** Task description **
Turn the part that opens with the line containing "TARGET: large buddha statue" and closes with the final line below into a JSON list of strings, one string per line. Leave out blank lines and everything before that opening line.

┄┄┄┄┄┄┄┄┄┄┄┄┄┄┄┄┄┄┄┄

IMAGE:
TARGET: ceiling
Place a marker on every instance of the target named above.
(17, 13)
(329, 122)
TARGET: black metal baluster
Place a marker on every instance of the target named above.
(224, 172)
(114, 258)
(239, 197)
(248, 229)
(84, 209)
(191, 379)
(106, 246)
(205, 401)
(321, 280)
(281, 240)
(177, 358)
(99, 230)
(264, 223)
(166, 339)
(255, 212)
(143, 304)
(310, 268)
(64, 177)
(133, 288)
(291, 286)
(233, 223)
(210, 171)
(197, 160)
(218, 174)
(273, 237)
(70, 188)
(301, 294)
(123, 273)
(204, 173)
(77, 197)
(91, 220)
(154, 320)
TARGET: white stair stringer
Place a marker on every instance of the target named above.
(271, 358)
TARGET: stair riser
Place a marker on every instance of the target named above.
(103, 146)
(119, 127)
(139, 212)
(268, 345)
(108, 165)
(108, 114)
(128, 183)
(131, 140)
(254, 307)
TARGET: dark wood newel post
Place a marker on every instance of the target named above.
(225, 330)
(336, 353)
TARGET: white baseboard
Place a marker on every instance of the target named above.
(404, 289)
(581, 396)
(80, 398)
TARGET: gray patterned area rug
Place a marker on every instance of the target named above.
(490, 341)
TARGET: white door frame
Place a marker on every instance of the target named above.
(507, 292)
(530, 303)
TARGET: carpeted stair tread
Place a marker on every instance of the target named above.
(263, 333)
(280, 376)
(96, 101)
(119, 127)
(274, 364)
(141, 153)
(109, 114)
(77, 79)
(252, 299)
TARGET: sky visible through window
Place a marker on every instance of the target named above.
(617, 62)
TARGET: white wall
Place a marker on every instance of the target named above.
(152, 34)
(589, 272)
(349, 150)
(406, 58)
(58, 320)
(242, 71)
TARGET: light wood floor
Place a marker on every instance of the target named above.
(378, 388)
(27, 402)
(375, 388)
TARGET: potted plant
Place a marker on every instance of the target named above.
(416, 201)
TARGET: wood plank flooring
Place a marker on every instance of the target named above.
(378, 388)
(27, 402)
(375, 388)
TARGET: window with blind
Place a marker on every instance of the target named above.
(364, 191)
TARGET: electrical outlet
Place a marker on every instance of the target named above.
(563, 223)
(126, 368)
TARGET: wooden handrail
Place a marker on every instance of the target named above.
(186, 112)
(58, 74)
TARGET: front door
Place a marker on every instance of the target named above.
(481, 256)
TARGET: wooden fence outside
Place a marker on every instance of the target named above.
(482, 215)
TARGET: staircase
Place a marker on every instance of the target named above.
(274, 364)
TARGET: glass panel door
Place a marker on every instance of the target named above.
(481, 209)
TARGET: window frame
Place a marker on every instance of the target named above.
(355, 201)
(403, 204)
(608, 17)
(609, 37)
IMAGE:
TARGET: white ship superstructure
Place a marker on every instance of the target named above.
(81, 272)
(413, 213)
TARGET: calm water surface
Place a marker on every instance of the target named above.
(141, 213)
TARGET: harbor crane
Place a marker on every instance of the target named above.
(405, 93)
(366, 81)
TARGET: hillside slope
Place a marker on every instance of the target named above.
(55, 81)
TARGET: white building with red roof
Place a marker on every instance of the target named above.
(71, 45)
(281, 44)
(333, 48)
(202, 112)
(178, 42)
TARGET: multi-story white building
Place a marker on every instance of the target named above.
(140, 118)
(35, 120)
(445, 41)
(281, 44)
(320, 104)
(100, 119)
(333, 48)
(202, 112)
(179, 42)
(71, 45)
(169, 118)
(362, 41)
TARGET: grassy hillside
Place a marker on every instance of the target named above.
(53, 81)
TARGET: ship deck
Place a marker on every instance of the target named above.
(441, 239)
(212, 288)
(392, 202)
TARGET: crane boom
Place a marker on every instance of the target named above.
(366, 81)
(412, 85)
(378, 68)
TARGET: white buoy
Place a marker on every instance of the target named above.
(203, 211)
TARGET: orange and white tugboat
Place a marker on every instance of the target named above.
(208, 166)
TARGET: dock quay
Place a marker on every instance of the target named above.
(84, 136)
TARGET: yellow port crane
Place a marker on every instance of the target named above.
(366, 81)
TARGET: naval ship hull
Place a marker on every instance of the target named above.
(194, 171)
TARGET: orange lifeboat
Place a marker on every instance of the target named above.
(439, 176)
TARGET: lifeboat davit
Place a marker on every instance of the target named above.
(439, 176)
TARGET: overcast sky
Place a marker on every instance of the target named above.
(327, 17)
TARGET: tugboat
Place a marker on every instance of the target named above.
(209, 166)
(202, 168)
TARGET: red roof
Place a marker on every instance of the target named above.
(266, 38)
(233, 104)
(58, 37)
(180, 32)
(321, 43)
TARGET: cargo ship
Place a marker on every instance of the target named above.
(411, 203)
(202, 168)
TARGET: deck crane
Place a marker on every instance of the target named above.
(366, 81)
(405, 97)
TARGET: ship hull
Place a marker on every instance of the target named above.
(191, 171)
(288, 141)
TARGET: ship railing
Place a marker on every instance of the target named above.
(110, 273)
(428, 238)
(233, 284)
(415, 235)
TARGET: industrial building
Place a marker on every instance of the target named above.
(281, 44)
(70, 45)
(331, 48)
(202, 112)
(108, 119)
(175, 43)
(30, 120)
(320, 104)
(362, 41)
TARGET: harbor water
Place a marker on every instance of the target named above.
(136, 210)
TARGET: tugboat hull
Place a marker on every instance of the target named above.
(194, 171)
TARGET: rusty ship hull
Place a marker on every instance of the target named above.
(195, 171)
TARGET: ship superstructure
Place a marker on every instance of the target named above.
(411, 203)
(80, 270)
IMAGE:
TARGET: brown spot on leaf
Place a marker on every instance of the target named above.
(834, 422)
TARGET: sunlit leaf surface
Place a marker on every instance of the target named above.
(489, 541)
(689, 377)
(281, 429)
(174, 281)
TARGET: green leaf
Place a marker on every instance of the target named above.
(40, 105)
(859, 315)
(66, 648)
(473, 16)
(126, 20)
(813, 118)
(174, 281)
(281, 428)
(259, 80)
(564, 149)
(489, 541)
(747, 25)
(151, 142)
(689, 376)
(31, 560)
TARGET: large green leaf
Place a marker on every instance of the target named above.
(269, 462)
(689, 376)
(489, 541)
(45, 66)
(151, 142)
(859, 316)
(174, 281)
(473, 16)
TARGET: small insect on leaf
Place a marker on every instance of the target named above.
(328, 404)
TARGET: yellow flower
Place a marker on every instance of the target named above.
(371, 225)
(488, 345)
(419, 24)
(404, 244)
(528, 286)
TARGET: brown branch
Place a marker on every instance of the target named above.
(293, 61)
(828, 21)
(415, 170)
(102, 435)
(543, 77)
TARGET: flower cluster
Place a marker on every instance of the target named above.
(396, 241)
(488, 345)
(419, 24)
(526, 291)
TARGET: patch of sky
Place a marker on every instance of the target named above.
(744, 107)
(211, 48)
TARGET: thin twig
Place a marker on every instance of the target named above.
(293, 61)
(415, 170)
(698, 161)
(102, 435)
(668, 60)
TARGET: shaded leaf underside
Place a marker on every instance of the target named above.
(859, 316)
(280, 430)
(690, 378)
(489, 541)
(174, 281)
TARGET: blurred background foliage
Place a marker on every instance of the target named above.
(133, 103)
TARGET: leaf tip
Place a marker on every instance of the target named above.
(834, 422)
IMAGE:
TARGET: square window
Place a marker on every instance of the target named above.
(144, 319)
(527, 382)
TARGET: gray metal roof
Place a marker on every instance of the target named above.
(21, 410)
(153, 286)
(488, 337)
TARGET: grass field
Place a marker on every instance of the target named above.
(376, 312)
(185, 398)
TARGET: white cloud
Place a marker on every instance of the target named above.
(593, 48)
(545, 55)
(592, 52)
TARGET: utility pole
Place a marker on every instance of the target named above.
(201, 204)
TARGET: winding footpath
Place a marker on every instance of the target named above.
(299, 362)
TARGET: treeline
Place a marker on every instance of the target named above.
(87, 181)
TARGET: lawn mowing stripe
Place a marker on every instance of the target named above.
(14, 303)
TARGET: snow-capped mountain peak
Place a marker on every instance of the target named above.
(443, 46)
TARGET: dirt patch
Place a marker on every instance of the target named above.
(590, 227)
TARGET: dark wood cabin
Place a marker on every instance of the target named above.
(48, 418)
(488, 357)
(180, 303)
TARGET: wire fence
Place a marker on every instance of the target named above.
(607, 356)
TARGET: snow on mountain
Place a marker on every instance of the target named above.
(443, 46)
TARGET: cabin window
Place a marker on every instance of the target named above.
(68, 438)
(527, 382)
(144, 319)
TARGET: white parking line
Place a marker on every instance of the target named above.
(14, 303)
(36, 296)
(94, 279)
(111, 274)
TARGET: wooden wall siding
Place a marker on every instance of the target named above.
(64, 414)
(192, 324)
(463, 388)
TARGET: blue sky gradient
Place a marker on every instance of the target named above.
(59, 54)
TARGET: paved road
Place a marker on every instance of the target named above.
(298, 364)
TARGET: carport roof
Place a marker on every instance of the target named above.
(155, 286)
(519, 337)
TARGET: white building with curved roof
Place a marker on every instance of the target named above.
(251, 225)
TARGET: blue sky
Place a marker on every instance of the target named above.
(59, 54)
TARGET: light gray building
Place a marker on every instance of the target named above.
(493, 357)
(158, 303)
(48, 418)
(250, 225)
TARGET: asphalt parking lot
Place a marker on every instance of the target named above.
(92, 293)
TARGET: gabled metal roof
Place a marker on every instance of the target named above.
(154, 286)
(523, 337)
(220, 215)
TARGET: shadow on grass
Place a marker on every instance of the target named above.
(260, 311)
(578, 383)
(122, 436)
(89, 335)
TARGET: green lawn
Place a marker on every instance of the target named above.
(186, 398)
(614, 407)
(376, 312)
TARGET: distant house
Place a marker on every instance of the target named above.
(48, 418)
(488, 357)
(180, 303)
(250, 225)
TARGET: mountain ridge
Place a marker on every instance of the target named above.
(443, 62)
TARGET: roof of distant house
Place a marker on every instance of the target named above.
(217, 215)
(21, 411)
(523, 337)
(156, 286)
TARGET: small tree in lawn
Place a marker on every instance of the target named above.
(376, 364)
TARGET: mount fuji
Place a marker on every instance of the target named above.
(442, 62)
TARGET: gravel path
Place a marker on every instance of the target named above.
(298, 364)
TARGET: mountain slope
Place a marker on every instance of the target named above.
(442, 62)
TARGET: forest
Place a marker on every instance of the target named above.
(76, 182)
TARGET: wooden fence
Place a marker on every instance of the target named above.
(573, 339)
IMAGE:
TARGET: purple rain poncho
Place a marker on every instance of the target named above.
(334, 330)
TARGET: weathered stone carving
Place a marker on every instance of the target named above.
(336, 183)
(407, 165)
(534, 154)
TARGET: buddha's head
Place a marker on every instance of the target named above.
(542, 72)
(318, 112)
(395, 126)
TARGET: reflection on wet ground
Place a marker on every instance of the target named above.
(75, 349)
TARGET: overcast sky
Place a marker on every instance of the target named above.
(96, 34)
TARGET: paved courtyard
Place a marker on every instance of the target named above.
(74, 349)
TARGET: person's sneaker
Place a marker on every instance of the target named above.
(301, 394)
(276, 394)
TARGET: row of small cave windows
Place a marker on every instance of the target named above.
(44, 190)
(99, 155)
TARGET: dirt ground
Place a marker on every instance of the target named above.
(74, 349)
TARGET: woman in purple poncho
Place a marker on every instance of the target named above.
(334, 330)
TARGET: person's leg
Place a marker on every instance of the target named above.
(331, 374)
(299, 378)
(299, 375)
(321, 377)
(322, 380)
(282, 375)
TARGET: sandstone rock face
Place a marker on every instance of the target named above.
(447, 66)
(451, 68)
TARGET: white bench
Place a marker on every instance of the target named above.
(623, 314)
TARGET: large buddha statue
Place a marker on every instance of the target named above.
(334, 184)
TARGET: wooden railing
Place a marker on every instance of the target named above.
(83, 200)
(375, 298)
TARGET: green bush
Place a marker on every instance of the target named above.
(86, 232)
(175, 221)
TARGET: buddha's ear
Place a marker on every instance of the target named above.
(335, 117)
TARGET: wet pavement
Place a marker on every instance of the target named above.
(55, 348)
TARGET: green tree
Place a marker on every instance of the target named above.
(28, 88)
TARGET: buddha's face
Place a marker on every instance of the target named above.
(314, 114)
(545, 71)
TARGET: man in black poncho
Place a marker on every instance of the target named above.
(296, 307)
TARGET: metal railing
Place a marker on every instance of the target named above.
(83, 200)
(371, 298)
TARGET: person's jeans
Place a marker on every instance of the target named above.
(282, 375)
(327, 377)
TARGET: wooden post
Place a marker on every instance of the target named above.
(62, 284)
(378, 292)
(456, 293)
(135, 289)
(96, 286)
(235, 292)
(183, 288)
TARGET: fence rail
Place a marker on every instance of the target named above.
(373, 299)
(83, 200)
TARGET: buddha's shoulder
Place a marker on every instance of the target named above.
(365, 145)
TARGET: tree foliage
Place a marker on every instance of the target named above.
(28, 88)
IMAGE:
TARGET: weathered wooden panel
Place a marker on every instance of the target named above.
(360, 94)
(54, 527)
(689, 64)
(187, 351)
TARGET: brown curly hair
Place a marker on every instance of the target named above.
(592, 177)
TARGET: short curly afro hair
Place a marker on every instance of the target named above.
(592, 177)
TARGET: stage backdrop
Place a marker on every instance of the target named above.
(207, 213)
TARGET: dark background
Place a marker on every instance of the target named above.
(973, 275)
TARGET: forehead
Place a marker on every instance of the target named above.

┄┄┄┄┄┄┄┄┄┄┄┄┄┄┄┄┄┄┄┄

** Exercise response **
[
  "TARGET: large buddha statue",
  "Place a marker on every instance of the target named above.",
  "(334, 184)",
  "TARGET: wooden railing",
  "Place a marker on every instance of the target named above.",
  "(83, 200)",
  "(375, 298)",
  "TARGET: green bush",
  "Place a marker on every instance of the target named above.",
  "(86, 232)",
  "(175, 221)",
  "TARGET: buddha's ear",
  "Place a marker on every instance of the target named above.",
  "(335, 117)",
  "TARGET: wet pavement",
  "Place a marker on every instance of the target named above.",
  "(55, 348)",
  "TARGET: green tree",
  "Place a marker on every instance of the target named above.",
  "(28, 88)",
  "TARGET: buddha's face",
  "Place a marker on every instance of the target named above.",
  "(314, 114)",
  "(545, 71)",
  "TARGET: man in black poncho",
  "Place a marker on every instance of the target named above.",
  "(296, 307)",
  "TARGET: metal railing",
  "Place a marker on every instance of the target named above.",
  "(83, 200)",
  "(371, 298)",
  "TARGET: person's jeans",
  "Place a marker on every instance of the target named above.",
  "(282, 375)",
  "(327, 377)",
  "TARGET: wooden post",
  "Place a marker on every instance of the target named above.",
  "(62, 284)",
  "(378, 292)",
  "(456, 293)",
  "(135, 289)",
  "(96, 286)",
  "(235, 292)",
  "(183, 288)",
  "TARGET: fence rail",
  "Place a marker on every instance of the target named above.",
  "(373, 299)",
  "(83, 200)",
  "TARGET: buddha's shoulder",
  "Place a marker on every instance of the target named above.",
  "(365, 145)",
  "TARGET: tree foliage",
  "Place a marker on every instance of the target named above.",
  "(28, 88)",
  "IMAGE:",
  "TARGET: weathered wooden panel",
  "Place a marker on every instance of the target named above.",
  "(360, 94)",
  "(54, 527)",
  "(689, 64)",
  "(187, 351)",
  "TARGET: brown curly hair",
  "Place a marker on every instance of the target named above.",
  "(592, 177)",
  "TARGET: short curly afro hair",
  "Place a marker on every instance of the target named above.",
  "(592, 177)",
  "TARGET: stage backdrop",
  "Place a marker on every instance of the target named above.",
  "(207, 213)",
  "TARGET: dark background",
  "Place a marker on every instance of the target named above.",
  "(973, 275)",
  "TARGET: forehead",
  "Place a marker on every instance of the target named above."
]